* **Task description**
From the records below, copy the lines that include "stadium".

* **Record extracts**
===============

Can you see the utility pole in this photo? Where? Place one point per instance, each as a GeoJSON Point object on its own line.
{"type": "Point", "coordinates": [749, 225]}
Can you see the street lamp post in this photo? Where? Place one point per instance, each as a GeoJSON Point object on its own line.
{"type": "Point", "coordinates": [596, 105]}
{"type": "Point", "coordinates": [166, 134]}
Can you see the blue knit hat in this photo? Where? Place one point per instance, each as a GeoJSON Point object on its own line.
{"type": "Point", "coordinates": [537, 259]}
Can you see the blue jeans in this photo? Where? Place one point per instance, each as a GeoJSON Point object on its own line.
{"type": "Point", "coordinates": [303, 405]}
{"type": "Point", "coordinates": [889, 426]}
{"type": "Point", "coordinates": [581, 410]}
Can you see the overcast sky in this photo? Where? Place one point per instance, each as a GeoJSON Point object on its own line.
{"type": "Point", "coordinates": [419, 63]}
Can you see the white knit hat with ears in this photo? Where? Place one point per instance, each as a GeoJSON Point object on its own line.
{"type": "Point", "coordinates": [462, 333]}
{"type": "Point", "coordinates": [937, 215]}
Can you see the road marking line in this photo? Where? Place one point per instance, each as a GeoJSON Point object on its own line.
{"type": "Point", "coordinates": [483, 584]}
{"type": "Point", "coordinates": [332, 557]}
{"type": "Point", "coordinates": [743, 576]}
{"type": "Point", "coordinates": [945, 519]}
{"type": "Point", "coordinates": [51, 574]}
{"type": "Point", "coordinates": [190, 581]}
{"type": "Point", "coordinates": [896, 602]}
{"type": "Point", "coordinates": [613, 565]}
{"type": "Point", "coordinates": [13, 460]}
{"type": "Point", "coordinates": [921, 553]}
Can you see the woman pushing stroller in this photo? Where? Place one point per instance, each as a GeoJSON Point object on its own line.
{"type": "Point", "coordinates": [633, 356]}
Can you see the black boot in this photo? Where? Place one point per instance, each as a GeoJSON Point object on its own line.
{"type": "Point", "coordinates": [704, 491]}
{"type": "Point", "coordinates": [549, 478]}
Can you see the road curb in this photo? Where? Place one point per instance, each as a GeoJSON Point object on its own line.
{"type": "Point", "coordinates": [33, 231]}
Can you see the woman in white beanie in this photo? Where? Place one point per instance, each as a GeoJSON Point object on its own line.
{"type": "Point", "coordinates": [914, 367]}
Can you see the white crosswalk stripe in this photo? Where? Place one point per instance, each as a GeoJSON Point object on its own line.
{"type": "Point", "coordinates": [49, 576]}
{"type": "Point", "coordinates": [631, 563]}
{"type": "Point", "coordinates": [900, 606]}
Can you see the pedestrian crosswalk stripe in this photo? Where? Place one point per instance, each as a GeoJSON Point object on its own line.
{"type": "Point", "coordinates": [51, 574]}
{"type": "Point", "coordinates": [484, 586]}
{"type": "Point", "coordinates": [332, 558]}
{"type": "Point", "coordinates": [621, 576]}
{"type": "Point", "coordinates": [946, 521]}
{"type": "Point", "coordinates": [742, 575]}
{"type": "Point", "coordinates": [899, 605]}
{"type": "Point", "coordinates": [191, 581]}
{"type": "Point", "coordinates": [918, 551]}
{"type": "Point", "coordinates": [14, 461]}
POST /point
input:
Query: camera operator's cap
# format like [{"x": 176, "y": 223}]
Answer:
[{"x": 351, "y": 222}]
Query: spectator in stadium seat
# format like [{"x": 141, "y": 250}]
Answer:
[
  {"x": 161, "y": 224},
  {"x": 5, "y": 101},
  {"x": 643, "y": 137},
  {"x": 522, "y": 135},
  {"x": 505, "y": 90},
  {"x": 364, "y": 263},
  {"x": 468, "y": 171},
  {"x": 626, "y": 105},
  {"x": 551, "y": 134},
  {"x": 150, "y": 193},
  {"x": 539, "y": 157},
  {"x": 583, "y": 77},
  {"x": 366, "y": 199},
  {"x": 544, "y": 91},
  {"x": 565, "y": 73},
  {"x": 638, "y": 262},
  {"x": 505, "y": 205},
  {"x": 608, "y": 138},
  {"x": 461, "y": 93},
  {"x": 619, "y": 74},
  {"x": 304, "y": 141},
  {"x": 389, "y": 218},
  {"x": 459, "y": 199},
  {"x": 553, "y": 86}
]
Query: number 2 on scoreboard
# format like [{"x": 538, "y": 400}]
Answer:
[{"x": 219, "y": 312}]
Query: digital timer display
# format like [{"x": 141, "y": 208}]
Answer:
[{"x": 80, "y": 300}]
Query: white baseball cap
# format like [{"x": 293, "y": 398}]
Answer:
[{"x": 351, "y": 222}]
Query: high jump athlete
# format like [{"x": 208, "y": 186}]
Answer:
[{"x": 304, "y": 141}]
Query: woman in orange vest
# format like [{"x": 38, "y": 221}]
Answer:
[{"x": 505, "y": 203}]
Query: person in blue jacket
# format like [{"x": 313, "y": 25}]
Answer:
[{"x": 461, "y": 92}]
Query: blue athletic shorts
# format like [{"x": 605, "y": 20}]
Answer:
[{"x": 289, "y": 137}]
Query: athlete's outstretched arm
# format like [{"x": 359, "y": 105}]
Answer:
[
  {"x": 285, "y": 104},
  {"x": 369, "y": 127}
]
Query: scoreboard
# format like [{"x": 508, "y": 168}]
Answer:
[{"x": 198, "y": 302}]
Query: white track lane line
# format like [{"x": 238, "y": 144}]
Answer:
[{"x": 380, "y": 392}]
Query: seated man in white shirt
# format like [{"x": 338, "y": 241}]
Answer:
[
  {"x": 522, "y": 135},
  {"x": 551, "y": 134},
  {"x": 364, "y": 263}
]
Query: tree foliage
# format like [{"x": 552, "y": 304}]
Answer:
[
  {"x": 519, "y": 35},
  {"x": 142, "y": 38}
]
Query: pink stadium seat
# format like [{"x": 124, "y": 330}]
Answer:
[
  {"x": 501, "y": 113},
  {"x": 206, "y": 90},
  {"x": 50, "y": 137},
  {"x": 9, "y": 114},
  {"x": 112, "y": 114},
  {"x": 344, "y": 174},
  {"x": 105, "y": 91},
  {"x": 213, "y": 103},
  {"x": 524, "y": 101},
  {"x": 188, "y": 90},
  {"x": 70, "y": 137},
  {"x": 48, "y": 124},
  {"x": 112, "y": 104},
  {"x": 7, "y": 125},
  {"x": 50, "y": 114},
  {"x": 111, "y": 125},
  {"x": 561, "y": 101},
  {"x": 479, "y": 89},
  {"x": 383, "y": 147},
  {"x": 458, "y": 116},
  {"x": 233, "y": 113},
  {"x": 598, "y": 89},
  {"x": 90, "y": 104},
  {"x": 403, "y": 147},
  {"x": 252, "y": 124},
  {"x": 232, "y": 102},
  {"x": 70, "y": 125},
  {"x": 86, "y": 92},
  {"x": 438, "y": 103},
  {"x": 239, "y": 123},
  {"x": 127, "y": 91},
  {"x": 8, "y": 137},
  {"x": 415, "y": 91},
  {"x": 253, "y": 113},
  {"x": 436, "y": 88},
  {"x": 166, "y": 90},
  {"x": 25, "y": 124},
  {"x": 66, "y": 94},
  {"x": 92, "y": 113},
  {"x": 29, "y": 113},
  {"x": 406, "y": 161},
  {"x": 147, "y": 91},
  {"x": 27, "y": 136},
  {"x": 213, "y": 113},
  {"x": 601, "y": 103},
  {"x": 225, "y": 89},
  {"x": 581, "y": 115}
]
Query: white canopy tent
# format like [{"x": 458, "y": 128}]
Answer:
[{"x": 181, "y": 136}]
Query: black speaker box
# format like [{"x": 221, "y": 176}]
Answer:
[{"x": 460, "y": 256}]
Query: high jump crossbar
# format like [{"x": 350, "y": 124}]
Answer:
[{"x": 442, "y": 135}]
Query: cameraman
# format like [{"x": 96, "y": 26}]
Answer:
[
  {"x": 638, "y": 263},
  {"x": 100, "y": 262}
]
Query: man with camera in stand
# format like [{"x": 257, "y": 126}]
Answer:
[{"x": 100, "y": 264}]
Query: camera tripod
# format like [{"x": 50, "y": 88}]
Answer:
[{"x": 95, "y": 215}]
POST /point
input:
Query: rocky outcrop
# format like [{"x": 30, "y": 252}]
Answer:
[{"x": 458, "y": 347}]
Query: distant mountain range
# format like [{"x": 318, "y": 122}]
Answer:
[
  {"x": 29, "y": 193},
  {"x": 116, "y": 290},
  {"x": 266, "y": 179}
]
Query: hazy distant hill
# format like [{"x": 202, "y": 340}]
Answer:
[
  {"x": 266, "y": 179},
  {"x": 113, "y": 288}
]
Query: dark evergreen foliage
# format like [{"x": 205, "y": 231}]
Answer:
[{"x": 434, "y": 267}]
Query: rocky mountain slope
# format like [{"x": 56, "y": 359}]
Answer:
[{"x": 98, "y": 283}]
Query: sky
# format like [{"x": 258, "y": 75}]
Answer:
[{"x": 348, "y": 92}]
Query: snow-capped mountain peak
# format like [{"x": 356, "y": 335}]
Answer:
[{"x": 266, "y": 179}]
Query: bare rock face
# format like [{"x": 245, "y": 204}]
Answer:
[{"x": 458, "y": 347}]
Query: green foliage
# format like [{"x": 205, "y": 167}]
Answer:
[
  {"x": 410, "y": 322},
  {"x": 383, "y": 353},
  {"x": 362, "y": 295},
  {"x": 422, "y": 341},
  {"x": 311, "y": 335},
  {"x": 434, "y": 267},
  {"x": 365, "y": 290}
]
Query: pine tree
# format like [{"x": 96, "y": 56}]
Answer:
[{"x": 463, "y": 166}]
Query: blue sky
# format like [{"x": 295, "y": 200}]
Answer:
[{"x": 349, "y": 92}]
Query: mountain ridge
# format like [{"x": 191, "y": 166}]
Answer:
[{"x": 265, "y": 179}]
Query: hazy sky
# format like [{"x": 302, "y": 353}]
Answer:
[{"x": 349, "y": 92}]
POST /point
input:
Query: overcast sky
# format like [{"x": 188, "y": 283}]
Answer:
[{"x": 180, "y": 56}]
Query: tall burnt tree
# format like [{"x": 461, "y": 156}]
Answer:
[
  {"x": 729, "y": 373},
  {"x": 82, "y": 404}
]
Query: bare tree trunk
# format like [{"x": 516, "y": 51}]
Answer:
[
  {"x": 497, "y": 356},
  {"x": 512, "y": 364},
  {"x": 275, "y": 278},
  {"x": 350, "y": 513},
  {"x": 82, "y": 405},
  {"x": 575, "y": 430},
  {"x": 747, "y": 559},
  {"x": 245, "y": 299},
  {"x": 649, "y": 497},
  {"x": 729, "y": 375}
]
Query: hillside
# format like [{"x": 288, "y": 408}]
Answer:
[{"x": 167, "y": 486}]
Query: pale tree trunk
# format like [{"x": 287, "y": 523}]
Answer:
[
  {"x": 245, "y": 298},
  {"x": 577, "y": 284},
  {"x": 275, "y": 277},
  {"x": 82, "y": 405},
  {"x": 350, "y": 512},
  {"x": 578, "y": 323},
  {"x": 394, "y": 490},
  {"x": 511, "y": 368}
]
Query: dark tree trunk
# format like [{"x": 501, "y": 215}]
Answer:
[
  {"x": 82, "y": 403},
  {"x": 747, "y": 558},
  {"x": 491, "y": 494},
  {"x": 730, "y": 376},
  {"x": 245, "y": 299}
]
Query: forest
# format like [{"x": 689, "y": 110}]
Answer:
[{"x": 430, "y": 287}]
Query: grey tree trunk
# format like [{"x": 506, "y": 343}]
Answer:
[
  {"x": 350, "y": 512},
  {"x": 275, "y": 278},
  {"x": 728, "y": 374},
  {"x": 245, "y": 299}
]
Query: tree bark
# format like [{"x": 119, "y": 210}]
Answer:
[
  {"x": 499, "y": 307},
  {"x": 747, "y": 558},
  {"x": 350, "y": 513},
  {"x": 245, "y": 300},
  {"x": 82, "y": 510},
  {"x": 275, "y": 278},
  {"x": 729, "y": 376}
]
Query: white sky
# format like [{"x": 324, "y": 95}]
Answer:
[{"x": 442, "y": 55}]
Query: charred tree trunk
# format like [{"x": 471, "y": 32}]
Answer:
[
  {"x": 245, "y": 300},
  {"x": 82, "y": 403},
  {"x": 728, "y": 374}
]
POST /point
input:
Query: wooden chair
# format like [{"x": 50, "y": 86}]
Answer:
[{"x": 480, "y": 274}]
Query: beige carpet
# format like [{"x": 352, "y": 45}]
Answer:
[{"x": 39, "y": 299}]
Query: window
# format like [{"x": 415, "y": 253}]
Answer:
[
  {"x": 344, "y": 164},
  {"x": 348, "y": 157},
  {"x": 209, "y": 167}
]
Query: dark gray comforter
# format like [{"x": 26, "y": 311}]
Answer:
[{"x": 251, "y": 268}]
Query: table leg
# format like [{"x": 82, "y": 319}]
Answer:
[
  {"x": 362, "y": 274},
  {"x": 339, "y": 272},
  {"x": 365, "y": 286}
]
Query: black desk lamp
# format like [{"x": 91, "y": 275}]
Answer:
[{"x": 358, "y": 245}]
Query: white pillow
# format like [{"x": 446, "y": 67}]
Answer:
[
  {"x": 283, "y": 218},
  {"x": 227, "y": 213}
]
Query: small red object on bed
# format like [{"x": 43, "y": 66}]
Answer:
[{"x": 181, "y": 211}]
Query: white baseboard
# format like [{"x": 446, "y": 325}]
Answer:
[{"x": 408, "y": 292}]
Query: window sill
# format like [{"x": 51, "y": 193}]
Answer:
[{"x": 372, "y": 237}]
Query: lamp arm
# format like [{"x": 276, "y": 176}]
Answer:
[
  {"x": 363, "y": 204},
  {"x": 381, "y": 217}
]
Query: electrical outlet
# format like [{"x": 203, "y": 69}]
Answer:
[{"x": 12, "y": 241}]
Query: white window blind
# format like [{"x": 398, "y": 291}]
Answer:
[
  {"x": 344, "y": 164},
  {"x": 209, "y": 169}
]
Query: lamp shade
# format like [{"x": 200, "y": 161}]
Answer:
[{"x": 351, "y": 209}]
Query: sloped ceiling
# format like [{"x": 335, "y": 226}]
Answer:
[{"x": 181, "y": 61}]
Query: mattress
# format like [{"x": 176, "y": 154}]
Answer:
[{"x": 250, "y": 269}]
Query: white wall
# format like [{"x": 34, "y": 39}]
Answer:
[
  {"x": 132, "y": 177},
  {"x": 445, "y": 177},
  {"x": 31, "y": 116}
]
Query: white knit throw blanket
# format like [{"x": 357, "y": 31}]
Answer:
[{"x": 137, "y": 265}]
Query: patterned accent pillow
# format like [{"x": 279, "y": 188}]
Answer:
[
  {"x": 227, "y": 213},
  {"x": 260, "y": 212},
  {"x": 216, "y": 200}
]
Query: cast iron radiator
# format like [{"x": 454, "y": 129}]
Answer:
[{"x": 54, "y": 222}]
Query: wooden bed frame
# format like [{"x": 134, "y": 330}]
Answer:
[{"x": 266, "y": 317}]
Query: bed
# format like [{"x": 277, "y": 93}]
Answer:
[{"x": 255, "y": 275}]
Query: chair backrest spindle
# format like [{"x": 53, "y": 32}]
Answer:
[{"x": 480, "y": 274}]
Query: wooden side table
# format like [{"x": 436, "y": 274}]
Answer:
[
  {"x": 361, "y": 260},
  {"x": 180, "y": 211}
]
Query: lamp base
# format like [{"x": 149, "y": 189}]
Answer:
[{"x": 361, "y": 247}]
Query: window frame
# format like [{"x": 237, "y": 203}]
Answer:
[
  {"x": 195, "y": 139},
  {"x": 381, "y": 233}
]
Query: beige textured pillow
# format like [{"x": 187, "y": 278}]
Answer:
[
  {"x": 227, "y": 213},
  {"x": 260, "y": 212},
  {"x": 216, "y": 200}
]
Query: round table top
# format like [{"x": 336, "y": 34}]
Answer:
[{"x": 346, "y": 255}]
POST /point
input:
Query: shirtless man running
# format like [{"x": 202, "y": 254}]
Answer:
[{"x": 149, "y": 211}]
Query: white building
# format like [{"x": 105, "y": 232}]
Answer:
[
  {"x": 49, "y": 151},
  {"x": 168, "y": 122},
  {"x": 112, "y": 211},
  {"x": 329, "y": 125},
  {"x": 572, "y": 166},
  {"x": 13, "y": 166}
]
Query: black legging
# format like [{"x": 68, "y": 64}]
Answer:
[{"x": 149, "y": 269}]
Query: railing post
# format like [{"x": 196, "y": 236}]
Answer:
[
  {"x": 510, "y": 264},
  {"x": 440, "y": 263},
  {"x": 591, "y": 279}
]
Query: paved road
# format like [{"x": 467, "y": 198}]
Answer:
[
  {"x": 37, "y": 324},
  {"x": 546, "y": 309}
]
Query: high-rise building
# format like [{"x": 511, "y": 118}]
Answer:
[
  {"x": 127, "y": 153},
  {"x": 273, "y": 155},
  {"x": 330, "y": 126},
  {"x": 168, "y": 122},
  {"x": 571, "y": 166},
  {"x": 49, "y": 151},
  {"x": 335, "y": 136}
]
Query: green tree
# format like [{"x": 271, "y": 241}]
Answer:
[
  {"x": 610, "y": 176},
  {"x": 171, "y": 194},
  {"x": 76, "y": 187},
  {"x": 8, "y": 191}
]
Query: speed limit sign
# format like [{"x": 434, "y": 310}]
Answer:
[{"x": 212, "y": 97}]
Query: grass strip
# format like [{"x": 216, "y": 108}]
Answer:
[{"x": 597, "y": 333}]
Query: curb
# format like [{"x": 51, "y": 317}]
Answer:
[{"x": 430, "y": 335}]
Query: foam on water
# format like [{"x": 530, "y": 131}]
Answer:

===============

* **Task output**
Query: spectator in stadium seat
Query: pink stadium seat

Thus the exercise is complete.